**Assignment**. Only these lines of the data below are wanted: the one with "Label each instance of the man's", the one with "Label each instance of the bowl rim", and any lines between them, each repeated exactly.

**Data for processing**.
------------------------------------------------

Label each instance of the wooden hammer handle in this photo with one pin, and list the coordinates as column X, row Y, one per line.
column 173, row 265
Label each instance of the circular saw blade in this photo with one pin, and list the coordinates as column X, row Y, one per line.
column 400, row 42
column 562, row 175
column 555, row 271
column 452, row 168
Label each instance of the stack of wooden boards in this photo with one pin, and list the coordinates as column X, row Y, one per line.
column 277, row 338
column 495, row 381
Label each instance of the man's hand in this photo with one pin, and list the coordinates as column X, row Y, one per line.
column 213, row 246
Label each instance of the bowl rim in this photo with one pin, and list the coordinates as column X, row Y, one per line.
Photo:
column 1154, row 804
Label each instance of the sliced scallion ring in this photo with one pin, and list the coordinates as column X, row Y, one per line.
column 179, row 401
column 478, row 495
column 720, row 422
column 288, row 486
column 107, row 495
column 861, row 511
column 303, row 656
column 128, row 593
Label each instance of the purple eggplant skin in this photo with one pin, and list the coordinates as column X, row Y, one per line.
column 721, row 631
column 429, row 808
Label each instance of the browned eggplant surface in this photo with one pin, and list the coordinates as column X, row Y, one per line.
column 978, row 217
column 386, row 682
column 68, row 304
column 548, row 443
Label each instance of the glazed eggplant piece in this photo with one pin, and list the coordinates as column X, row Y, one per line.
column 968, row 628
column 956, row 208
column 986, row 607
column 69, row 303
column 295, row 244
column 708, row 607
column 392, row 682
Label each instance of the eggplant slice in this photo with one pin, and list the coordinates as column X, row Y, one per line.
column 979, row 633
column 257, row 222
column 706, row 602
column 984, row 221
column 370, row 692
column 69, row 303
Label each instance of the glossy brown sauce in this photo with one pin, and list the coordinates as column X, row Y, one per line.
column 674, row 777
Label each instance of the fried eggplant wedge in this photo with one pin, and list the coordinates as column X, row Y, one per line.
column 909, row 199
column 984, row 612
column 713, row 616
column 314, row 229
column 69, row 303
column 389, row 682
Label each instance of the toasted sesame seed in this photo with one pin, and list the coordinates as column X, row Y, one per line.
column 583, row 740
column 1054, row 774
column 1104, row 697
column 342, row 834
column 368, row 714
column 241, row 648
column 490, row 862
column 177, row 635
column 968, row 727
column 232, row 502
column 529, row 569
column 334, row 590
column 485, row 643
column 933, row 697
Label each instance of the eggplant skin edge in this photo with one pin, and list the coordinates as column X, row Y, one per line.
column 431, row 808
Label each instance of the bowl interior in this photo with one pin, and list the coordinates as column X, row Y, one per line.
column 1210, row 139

------------------------------------------------

**Answer to this problem**.
Label each instance of the man's hand in this photo with one pin, and list the coordinates as column X, row Y, one per line.
column 213, row 246
Label each instance of the bowl rim in this photo with one pin, and list the coordinates as column X, row Y, one per line.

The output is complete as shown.